- _Record excerpts_:
......

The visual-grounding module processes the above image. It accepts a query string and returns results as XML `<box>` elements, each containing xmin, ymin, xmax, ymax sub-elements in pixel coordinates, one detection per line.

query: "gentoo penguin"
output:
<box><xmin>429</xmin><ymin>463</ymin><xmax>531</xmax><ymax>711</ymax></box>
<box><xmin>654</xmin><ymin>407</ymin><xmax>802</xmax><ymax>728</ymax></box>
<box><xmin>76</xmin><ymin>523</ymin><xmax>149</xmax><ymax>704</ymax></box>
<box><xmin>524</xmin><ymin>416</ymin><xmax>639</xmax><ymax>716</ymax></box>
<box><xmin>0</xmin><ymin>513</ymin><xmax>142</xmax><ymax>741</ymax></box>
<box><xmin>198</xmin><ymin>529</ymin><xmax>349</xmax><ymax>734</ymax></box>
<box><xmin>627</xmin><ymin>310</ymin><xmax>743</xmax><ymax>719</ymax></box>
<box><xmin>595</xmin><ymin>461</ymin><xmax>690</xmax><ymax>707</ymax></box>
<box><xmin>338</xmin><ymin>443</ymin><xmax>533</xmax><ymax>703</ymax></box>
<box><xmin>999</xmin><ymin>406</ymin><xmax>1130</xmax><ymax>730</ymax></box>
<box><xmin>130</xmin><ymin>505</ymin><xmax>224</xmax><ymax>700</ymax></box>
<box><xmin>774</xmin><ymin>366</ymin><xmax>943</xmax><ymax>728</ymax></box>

......

- _Directive_: Reproduce all the rows above in full. Multiply every box coordinate in the outputs by 0.3 and round to whole numbers, with halves going up. Leave all other text unchanged.

- _Problem solution_:
The visual-grounding module processes the above image. It accepts a query string and returns results as XML `<box>` elements, each containing xmin, ymin, xmax, ymax sub-elements in pixel coordinates, one detection per line.

query: "gentoo penguin"
output:
<box><xmin>129</xmin><ymin>139</ymin><xmax>159</xmax><ymax>213</ymax></box>
<box><xmin>196</xmin><ymin>122</ymin><xmax>241</xmax><ymax>218</ymax></box>
<box><xmin>23</xmin><ymin>157</ymin><xmax>45</xmax><ymax>211</ymax></box>
<box><xmin>157</xmin><ymin>125</ymin><xmax>192</xmax><ymax>215</ymax></box>
<box><xmin>0</xmin><ymin>154</ymin><xmax>43</xmax><ymax>222</ymax></box>
<box><xmin>59</xmin><ymin>159</ymin><xmax>105</xmax><ymax>220</ymax></box>
<box><xmin>188</xmin><ymin>93</ymin><xmax>223</xmax><ymax>216</ymax></box>
<box><xmin>179</xmin><ymin>138</ymin><xmax>207</xmax><ymax>212</ymax></box>
<box><xmin>101</xmin><ymin>133</ymin><xmax>160</xmax><ymax>211</ymax></box>
<box><xmin>300</xmin><ymin>122</ymin><xmax>339</xmax><ymax>219</ymax></box>
<box><xmin>39</xmin><ymin>152</ymin><xmax>67</xmax><ymax>210</ymax></box>
<box><xmin>232</xmin><ymin>110</ymin><xmax>283</xmax><ymax>218</ymax></box>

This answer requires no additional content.